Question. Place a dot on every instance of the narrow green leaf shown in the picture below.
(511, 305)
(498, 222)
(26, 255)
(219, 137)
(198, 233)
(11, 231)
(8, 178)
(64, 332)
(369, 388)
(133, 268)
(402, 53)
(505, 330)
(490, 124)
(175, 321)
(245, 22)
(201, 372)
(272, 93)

⁂

**Set problem**
Reproduce every one of the records above word for word, with no changes.

**Task response**
Question. Place a dot on every instance of the narrow green leaf shown in the picture below.
(511, 305)
(498, 222)
(26, 255)
(219, 137)
(198, 233)
(11, 231)
(8, 178)
(64, 332)
(369, 388)
(133, 268)
(402, 53)
(505, 330)
(490, 124)
(175, 321)
(245, 22)
(201, 372)
(272, 93)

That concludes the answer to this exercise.